* WHAT TO PRODUCE
In the records, can you swap every "Target" for "Object" and change nothing else?

***** MATERIAL SHOWN *****

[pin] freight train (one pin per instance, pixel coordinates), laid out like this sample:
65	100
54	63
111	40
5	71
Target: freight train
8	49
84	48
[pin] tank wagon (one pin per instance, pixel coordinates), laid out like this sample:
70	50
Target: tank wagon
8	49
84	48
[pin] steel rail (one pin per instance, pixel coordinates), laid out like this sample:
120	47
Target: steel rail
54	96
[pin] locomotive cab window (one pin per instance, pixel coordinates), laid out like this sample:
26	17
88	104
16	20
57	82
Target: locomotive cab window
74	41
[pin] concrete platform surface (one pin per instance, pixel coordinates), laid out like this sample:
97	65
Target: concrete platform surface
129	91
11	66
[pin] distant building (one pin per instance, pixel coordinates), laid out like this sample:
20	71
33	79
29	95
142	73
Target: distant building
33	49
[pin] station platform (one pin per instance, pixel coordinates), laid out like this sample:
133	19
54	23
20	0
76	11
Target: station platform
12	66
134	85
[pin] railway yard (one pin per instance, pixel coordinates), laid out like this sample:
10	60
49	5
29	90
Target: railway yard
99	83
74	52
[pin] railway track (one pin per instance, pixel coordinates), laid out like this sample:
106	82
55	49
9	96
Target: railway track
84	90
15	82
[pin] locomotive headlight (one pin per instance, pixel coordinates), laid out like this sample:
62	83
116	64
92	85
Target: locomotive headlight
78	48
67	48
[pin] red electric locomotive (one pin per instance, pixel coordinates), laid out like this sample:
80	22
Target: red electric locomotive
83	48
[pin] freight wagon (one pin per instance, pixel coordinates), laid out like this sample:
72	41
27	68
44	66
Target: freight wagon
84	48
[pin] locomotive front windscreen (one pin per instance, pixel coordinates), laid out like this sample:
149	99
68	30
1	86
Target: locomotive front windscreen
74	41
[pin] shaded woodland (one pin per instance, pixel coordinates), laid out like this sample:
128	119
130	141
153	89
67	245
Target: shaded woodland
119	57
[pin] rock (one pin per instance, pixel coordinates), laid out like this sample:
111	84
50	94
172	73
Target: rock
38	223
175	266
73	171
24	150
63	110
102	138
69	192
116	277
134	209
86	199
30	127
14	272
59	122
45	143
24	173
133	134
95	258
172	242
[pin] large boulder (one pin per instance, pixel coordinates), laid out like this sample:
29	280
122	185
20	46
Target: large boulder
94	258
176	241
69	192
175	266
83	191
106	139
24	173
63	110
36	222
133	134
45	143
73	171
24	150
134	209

*****

* RESULT OF THE TASK
[pin] freight train (one pin per instance, pixel coordinates), laid out like this sample:
65	100
54	63
111	40
5	71
Object: freight train
8	49
84	48
[pin] tank wagon (one pin per instance, pixel coordinates), laid out like this sample:
70	50
Object: tank wagon
8	49
84	48
[pin] steel rail (one pin per instance, pixel coordinates), laid out like this sample:
120	47
Object: steel rail
54	96
[pin] locomotive cab window (one pin per instance, pixel coordinates), laid out like this sample:
26	17
88	104
16	20
57	82
Object: locomotive cab window
74	41
[pin] concrete platform surface (one pin per instance, pixel coordinates), laid out like this sample:
97	65
Object: concrete platform surface
129	91
11	66
[pin] distant building (one pin per instance, pixel coordinates), laid out like this sample:
20	71
33	79
29	95
142	73
Object: distant building
33	49
[pin] station platform (one pin per instance, pixel coordinates), laid out like this sample:
133	19
54	23
20	0
76	11
Object: station platform
12	66
134	85
[pin] railway yard (one pin per instance, pixel coordinates), laid out like this sample:
10	60
49	5
29	90
Object: railway yard
99	83
74	52
[pin] railway track (one pin per instance, pixel coordinates), laid out like this sample:
106	82
55	49
9	96
Object: railway track
84	90
15	82
[pin] locomotive headlight (one pin per instance, pixel coordinates), laid out like this sample:
62	83
116	64
92	85
Object: locomotive headlight
78	48
67	48
[pin] red electric locomotive (one pin per instance, pixel coordinates), laid out like this sample:
80	22
Object: red electric locomotive
83	48
[pin] freight wagon (one pin per instance, pixel coordinates), laid out like this sample:
72	41
27	68
44	66
Object: freight wagon
84	48
[pin] locomotive front windscreen (one pin per instance, pixel coordinates), laid out like this sample:
149	99
68	30
1	86
Object: locomotive front windscreen
74	41
[pin] shaded woodland (one pin per instance, pixel coordinates), laid out like this sample:
128	119
130	141
153	89
67	245
Object: shaded woodland
119	57
[pin] rock (one pin per instance, pixel coordinates), laid out like this sample:
111	84
50	94
172	73
Object: rock
38	223
175	266
73	171
24	150
63	110
102	138
69	192
116	277
134	209
86	199
30	127
14	272
59	122
45	143
24	173
133	134
95	258
172	242
[pin] large boulder (one pin per instance, pixel coordinates), laid out like this sample:
29	280
122	185
20	46
Object: large boulder
94	258
176	241
69	192
175	266
83	191
106	139
24	173
63	110
36	222
133	134
45	143
73	171
24	150
134	209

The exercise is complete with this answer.